* **REQUIREMENT**
The answer must consist solely of the line containing "Place one keypoint on each instance of the sandstone" and every line after it in the records below, through the last, each reproduced exactly.

* **GIVEN RECORDS**

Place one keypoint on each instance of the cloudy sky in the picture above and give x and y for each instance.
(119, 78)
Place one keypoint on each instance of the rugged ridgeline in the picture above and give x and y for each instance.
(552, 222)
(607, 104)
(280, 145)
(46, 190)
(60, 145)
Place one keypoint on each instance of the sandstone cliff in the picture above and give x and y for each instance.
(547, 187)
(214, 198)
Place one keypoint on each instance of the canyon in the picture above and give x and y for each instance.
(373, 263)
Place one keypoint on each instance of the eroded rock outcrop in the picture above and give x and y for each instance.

* **EXERCISE RESULT**
Place one keypoint on each instance of the sandstone cliff in the picture above and give x and y for each instance.
(547, 187)
(214, 198)
Place one keypoint on each instance of the canyon in the picture above and give x and y for each instance.
(373, 263)
Place one keypoint on each instance of the eroded rock outcrop in the picture above and give x and y for each instance.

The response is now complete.